- [GOAL]:
Reproduce verbatim every line of the data from the line containing "suv in this photo, one line per instance." through the final line of the data, inclusive.

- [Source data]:
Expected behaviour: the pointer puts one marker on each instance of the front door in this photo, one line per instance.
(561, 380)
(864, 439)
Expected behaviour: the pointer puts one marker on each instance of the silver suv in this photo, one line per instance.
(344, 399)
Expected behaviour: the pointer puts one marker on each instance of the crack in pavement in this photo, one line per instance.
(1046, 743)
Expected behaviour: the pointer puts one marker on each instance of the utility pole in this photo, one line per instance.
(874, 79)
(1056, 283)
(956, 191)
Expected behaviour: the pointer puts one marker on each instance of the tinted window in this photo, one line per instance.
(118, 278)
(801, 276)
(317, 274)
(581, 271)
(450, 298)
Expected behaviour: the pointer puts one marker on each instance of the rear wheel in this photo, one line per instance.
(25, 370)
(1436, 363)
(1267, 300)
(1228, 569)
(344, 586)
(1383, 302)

- [OUTPUT FOR THIS TASK]:
Expected behaviour: the pointer puts one marker on each instance of the silver suv in this photo, one line per instance.
(344, 399)
Expected behaviour: the pointer puts one marker on each instance of the crack in pavement in this photo, one line per instance.
(1046, 743)
Expected behaviour: the pointer puts one marker on each instance of the utility pole in this photo, one line per instance.
(874, 79)
(1056, 283)
(956, 191)
Expected behaviour: the pointer puts one marker on each instance of the tinted window in this photo, one line per instance.
(118, 278)
(801, 276)
(317, 274)
(581, 271)
(450, 298)
Expected behaviour: the pointer puts one marker on each instance of the rear wheel in this photo, one line per instance.
(25, 370)
(1436, 363)
(1267, 300)
(1228, 569)
(344, 586)
(1383, 302)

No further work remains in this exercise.